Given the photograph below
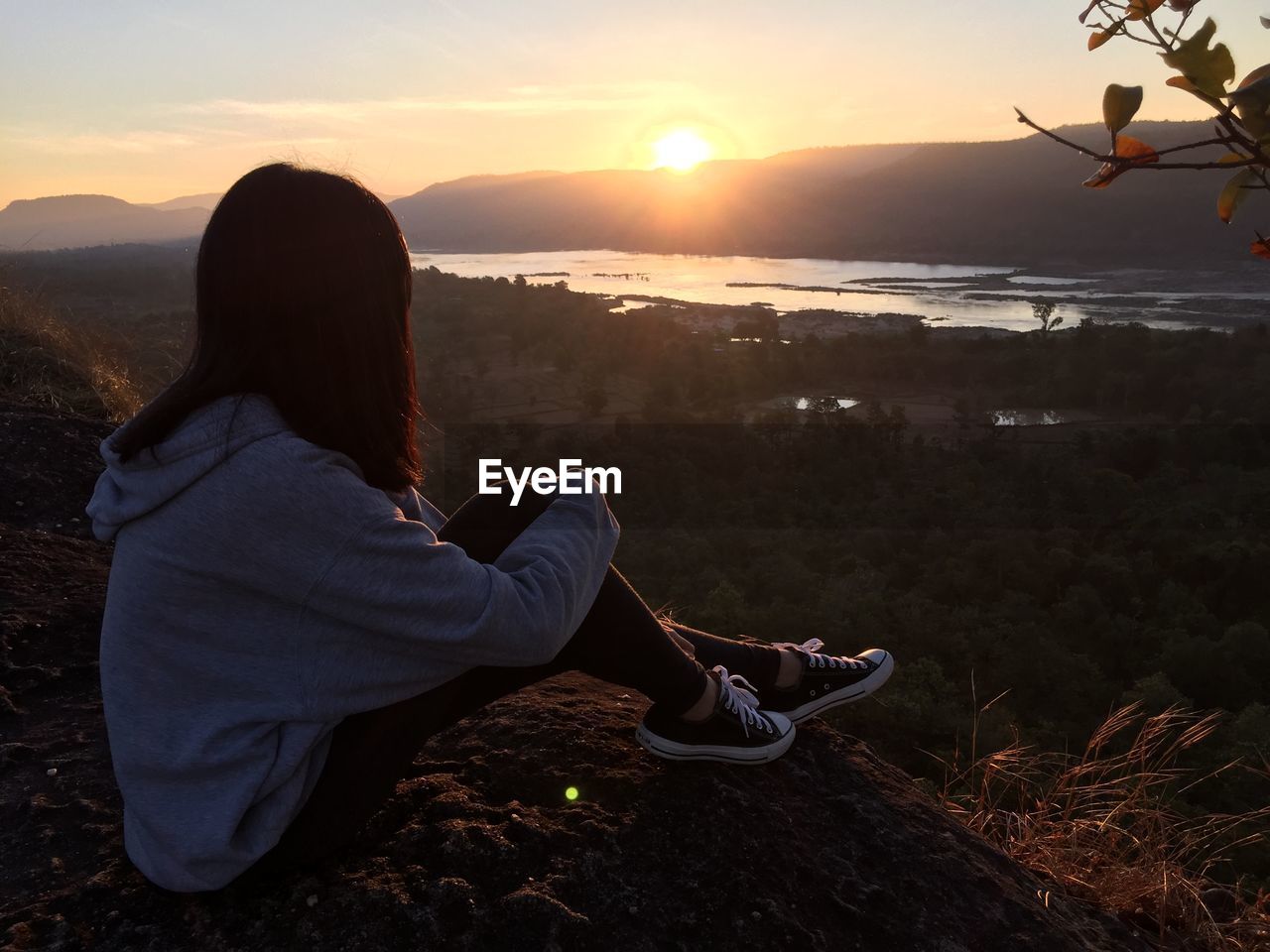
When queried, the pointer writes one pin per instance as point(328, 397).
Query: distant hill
point(73, 221)
point(1012, 202)
point(207, 199)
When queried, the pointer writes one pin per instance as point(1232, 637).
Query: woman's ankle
point(705, 705)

....

> **YOUR GOAL**
The listing is to be reproduced in full and exactly, except that its pictures are to be dropped.

> **TASK OUTPUT**
Given the photograph below
When queried, the pointer writes one pin per instance as point(328, 397).
Query: distant hill
point(73, 221)
point(1012, 202)
point(207, 199)
When queried, the pointer writes one pin per instance as point(1232, 637).
Query: woman's ankle
point(705, 705)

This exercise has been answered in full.